* [Excerpted records]
# # # # # # #

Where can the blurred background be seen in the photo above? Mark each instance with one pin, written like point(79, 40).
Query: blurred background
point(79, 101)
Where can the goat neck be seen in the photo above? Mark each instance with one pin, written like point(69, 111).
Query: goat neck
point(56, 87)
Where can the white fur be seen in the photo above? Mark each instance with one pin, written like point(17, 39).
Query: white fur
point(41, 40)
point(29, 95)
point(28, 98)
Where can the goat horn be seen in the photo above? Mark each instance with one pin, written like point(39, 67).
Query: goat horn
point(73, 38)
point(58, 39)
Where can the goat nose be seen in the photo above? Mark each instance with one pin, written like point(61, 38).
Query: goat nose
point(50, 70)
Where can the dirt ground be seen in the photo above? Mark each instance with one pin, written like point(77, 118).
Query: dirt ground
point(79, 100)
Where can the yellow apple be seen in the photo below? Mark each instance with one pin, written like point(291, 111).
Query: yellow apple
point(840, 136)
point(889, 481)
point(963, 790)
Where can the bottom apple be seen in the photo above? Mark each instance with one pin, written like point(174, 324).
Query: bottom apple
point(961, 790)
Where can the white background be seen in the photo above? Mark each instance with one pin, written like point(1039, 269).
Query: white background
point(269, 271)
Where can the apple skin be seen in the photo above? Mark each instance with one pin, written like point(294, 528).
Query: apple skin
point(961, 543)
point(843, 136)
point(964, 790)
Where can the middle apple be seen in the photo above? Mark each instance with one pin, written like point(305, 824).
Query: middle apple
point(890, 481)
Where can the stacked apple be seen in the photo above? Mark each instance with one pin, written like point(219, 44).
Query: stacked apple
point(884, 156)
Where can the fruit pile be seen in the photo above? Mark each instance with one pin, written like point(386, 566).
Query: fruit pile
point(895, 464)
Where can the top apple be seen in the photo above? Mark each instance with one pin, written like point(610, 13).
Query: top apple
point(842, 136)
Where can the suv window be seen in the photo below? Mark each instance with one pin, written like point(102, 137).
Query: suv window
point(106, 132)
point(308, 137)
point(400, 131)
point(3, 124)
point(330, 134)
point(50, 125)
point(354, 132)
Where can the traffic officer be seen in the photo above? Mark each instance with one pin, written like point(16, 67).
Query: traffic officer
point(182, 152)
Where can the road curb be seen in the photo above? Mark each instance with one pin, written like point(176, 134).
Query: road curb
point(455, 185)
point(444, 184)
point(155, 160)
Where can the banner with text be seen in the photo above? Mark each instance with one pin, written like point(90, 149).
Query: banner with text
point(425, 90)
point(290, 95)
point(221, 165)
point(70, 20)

# # # # # # #

* [Exercise details] Exactly as they appear above, write out all of the lines.

* [Reply to the task]
Where can the blurred background be seen in the photo above? Mark each instance with one pin, written like point(79, 40).
Query: blurred background
point(79, 101)
Where can the goat neck be seen in the photo above? Mark each instance with one pin, written like point(69, 111).
Query: goat neck
point(56, 87)
Where can the white fur be seen in the photo above? Mark each instance with one pin, written like point(17, 39).
Query: white fur
point(41, 40)
point(29, 95)
point(28, 98)
Where can the goat horn be seen in the photo above? Mark each instance with one pin, written like point(39, 67).
Query: goat horn
point(73, 38)
point(58, 39)
Where can the goat nose be seen in the photo above? Mark each instance with one pin, written like point(61, 38).
Query: goat nose
point(50, 70)
Where can the dirt ground be seen in the photo above? Mark each instance with one pin, written like point(77, 118).
Query: dirt ground
point(79, 100)
Where can the yellow apple be seen in the photo below? Mark each instance with one pin, written like point(291, 111).
Query: yellow apple
point(840, 136)
point(889, 481)
point(963, 790)
Where can the bottom apple be seen in the photo above? Mark each instance with one pin, written like point(174, 324).
Query: bottom apple
point(961, 790)
Where can the white background be seen in the photo above? Mark each instance with one pin, written like point(1039, 269).
Query: white background
point(269, 271)
Where can the apple skin be seen in the photo above? Mark each instance with one pin, written like point(294, 528).
Query: apple skin
point(961, 543)
point(843, 136)
point(964, 790)
Where can the middle apple be seen in the photo above? Mark each instance with one pin, written like point(305, 824).
Query: middle apple
point(890, 481)
Where can the stacked apple be seen in the photo above? Mark each instance with one pin, written like point(219, 44).
Query: stacked apple
point(884, 156)
Where can the fruit pile be seen in the photo above? Mark each instance with one pin, written like point(386, 566).
Query: fruit pile
point(895, 464)
Where can the top apple be seen in the photo above? Mark each instance with one pin, written like point(610, 13).
Query: top apple
point(842, 136)
Where can the suv window be seen in the photo below? Mark each instance with one pin, written like point(102, 137).
Query: suv window
point(106, 132)
point(308, 137)
point(400, 131)
point(3, 124)
point(330, 134)
point(50, 125)
point(354, 132)
Where can the traffic officer be seen in the photo above? Mark each instance with one pin, written like point(16, 67).
Query: traffic officer
point(182, 152)
Where can the road curb be seen in the photo above? Mark each instance with one pin, written like point(176, 134).
Query: road curb
point(455, 185)
point(444, 184)
point(155, 160)
Where can the banner with text be seen in the photo above? Mark each instance with one pin, written like point(90, 149).
Query: banner with text
point(425, 90)
point(290, 95)
point(221, 165)
point(70, 20)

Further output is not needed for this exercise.